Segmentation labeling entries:
----------

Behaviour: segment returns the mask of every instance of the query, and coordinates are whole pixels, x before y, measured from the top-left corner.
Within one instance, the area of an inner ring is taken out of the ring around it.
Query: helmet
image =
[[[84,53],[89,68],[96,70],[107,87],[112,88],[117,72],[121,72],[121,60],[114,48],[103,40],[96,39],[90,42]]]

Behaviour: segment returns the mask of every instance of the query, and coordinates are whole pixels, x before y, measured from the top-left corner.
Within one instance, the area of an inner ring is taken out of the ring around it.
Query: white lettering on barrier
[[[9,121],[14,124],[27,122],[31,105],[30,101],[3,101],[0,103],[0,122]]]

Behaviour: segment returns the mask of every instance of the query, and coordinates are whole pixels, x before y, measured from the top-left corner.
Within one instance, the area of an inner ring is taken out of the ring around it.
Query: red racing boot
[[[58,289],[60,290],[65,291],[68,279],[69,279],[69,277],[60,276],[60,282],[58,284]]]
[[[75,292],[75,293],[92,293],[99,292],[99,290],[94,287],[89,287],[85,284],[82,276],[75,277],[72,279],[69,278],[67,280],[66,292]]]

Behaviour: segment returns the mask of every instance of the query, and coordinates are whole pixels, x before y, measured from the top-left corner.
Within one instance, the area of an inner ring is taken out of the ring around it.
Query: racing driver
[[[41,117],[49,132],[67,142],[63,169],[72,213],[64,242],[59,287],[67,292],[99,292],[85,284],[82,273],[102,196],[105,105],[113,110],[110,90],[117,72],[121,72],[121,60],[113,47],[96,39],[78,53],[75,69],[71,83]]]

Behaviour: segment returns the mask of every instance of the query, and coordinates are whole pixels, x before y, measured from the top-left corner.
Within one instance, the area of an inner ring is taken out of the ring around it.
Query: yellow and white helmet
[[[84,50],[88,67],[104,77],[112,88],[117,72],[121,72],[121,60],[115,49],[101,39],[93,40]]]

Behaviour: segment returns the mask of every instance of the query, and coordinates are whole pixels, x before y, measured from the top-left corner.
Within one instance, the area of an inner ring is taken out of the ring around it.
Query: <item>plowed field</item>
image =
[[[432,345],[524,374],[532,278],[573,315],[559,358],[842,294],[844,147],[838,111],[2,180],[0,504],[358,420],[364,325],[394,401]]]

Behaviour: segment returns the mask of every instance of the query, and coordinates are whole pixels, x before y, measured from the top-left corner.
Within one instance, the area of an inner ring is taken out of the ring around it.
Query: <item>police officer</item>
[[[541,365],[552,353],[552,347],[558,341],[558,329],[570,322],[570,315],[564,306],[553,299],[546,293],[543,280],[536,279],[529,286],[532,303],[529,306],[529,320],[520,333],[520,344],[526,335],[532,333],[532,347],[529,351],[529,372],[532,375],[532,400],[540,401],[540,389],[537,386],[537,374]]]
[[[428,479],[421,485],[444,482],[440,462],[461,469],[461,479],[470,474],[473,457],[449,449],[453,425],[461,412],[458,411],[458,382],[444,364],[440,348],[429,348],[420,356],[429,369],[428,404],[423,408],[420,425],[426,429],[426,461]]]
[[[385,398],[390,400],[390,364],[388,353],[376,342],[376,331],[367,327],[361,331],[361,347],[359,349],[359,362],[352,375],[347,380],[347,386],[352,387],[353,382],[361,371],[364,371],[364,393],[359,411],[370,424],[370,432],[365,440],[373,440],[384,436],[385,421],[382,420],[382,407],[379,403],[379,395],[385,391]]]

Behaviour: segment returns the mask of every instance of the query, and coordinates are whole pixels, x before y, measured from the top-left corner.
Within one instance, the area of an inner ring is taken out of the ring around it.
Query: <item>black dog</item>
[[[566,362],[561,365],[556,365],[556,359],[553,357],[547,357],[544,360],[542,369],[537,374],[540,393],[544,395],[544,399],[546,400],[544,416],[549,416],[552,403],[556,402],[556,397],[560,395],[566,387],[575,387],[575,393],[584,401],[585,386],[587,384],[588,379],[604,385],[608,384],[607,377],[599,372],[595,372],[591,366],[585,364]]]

----------

_Exercise goal_
Give all the entries again exactly; leave none out.

_Completed task_
Behaviour: segment returns the mask of every instance of the query, and coordinates are whole pixels, x before y, measured from the top-left corner.
Within one instance, the area of an inner ring is taken out of the ring around it.
Query: helmet
image =
[[[84,53],[89,68],[96,70],[107,87],[112,88],[117,72],[121,72],[121,60],[114,48],[103,40],[96,39],[90,42]]]

Behaviour: segment returns the mask of every instance of the query, and coordinates are whole pixels, x before y, measured from the top-left corner.
Within one instance, the area of an inner ring is taken out of the ring around it.
Query: white lettering on barrier
[[[9,121],[14,124],[27,122],[31,105],[30,101],[3,101],[0,103],[0,122]]]

Behaviour: segment returns the mask of every instance of the query, and coordinates are whole pixels, x before y, measured from the top-left corner.
Within one instance, the area of an inner ring is taken out of the ring around it.
Query: red racing boot
[[[58,289],[60,290],[65,291],[68,279],[69,279],[69,277],[60,276],[60,282],[58,284]]]
[[[75,292],[75,293],[92,293],[99,292],[99,290],[94,287],[89,287],[85,284],[82,276],[75,277],[72,279],[69,278],[67,280],[66,292]]]

Behaviour: segment returns the mask of every instance of the query, and coordinates are whole pixels, x before y, measured from the top-left corner.
Within one instance, the area of an inner ring is taken out of the ring around it.
Query: racing driver
[[[41,117],[49,132],[67,142],[63,169],[72,213],[64,242],[59,287],[67,292],[99,292],[85,284],[82,273],[102,196],[105,105],[113,110],[110,90],[117,72],[121,72],[121,60],[113,47],[96,39],[78,53],[75,69],[71,83]]]

Behaviour: segment returns the mask of every instance of the query, and coordinates are whole pixels, x before y, measured from the top-left corner.
Within one instance, the area of an inner ring is taken out of the ring around it.
Query: yellow and white helmet
[[[84,50],[88,67],[104,77],[112,88],[117,72],[121,72],[121,60],[115,49],[101,39],[93,40]]]

Behaviour: segment returns the mask of every instance of the query, and coordinates are whole pixels, x before y, measured from the top-left corner.
Within one instance, the area of an inner ring is taken out of the ring around it.
Query: <item>plowed field</item>
image =
[[[432,345],[524,374],[532,278],[573,315],[559,358],[842,294],[844,147],[838,111],[2,180],[0,504],[358,420],[364,325],[394,401]]]

Behaviour: segment returns the mask of every instance of the query, and coordinates are whole pixels, x before y, measured from the top-left corner.
Within one instance, the area of an inner ring is taken out of the ring around it.
Query: <item>police officer</item>
[[[541,365],[552,353],[552,347],[558,341],[558,329],[570,322],[570,315],[564,306],[553,299],[546,293],[543,280],[536,279],[529,286],[532,303],[529,306],[529,320],[520,333],[520,344],[526,335],[532,333],[532,347],[529,351],[529,372],[532,375],[532,400],[540,401],[540,389],[537,386],[537,374]]]
[[[428,479],[421,485],[444,482],[440,462],[461,469],[461,479],[470,474],[473,457],[449,449],[453,425],[461,412],[458,411],[458,382],[444,364],[440,348],[429,348],[420,356],[429,369],[428,404],[423,408],[420,425],[426,429],[426,461]]]
[[[385,398],[390,400],[390,364],[388,353],[376,342],[376,331],[367,327],[361,331],[361,347],[359,349],[359,362],[352,375],[347,380],[347,386],[352,387],[353,382],[361,371],[364,371],[364,393],[359,411],[370,424],[370,432],[365,440],[373,440],[384,436],[385,421],[382,420],[382,407],[379,403],[379,395],[385,391]]]

Behaviour: segment returns the mask of every instance of the query, and coordinates are whole pixels, x before y, measured from the top-left corner.
Within one instance, the area of an inner ring is taken out of the ring around it.
Query: <item>black dog</item>
[[[566,362],[561,365],[556,365],[556,359],[553,357],[547,357],[544,360],[542,369],[537,374],[540,393],[544,395],[544,399],[546,400],[544,416],[549,416],[552,403],[556,402],[556,397],[560,395],[566,387],[575,387],[575,393],[584,401],[585,386],[587,384],[588,379],[604,385],[608,384],[607,377],[599,372],[595,372],[591,366],[585,364]]]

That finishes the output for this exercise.